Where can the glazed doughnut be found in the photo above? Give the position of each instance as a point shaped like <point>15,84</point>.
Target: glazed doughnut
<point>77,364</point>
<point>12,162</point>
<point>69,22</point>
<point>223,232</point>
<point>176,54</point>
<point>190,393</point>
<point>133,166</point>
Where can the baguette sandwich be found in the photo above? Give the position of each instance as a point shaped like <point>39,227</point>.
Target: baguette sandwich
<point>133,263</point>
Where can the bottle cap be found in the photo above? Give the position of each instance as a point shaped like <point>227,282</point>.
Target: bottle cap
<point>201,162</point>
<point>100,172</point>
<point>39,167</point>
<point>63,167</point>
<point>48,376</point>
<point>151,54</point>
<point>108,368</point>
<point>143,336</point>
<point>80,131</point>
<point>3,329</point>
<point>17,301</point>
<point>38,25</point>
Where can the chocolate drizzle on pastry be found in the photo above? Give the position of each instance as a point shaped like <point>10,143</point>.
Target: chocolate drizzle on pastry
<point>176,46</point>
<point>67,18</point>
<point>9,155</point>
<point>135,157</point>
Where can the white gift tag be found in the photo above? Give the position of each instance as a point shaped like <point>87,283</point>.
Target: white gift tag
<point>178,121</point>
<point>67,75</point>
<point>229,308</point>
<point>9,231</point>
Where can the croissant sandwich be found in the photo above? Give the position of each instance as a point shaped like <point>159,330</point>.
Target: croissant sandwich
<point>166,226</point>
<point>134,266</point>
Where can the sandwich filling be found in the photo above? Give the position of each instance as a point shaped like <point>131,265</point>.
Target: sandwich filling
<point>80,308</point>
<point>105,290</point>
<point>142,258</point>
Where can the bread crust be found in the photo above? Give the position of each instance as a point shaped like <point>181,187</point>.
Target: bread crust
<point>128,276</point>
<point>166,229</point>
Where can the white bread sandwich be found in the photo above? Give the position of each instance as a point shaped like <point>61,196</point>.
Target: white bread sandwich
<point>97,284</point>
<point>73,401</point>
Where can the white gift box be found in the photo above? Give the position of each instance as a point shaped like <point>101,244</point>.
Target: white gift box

» **YOUR ASSIGNMENT**: Print the material once more, exactly as it appears.

» **RESPONSE TO THE TASK**:
Where can the glazed doughnut be found in the photo above? Give the position of each instance as a point shaped like <point>15,84</point>.
Target: glazed doughnut
<point>77,364</point>
<point>12,162</point>
<point>69,22</point>
<point>223,232</point>
<point>176,54</point>
<point>190,393</point>
<point>133,166</point>
Where can the baguette sandwich be found in the photo above? Give the position of each instance as a point shaped like <point>39,227</point>.
Target: baguette sandwich
<point>133,263</point>
Where can the bottle cap be found in the photo above? Give the position of each instance as a point shaped like <point>227,282</point>.
Target: bottle cap
<point>201,162</point>
<point>100,172</point>
<point>39,167</point>
<point>63,167</point>
<point>48,376</point>
<point>151,54</point>
<point>108,368</point>
<point>143,336</point>
<point>80,131</point>
<point>3,329</point>
<point>17,301</point>
<point>38,25</point>
Where can the chocolate drizzle on pastry be found in the photo above? Give the position of each instance as a point shaped like <point>10,143</point>.
Target: chocolate drizzle on pastry
<point>176,46</point>
<point>67,18</point>
<point>9,155</point>
<point>135,157</point>
Where can the white gift tag be found in the photo above? Give the position of each instance as a point shaped like <point>87,283</point>.
Target: white gift tag
<point>178,121</point>
<point>67,75</point>
<point>229,308</point>
<point>9,231</point>
Where can the croissant sandwich be found in the photo above? Give the position of each instance as a point shaped like <point>159,330</point>.
Target: croissant sandwich
<point>166,226</point>
<point>134,266</point>
Where can the sandwich filling be found in the photo above? Give the position of each instance as a point shaped like <point>131,265</point>.
Target: sandwich filling
<point>80,308</point>
<point>105,290</point>
<point>142,258</point>
Where can the bread crust be found in the photo above? Give the position of each instance as a point shaped like <point>181,187</point>.
Target: bread crust
<point>128,276</point>
<point>166,229</point>
Where can the white bread sandwich be found in the photo above? Give the position of each instance as a point shaped like <point>61,196</point>.
Target: white bread sandwich
<point>97,284</point>
<point>73,401</point>
Where can the white gift box be found in the photo above? Give the position of each instance as a point shaped like <point>101,244</point>.
Target: white gift box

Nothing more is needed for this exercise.